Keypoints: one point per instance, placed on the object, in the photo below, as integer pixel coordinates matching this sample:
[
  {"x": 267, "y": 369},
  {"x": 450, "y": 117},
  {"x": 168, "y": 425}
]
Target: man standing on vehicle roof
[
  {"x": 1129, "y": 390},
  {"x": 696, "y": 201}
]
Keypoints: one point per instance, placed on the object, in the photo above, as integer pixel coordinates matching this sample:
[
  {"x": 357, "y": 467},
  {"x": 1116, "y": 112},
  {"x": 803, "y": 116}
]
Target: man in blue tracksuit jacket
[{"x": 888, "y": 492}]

Requirements:
Reproduce each of the items above verbatim.

Response to the exercise:
Keypoints: one point per instance, placed on the object, in the photo below, as integer pixel coordinates matching this sample:
[
  {"x": 267, "y": 369},
  {"x": 450, "y": 117},
  {"x": 168, "y": 425}
]
Target: man standing on vehicle roof
[
  {"x": 1129, "y": 390},
  {"x": 696, "y": 201}
]
Keypoints: one point per instance, placed on the object, in the photo above, as integer pixel coordinates matching this sample:
[
  {"x": 357, "y": 467},
  {"x": 1116, "y": 112},
  {"x": 803, "y": 116}
]
Target: man in blue tracksuit jacket
[{"x": 888, "y": 492}]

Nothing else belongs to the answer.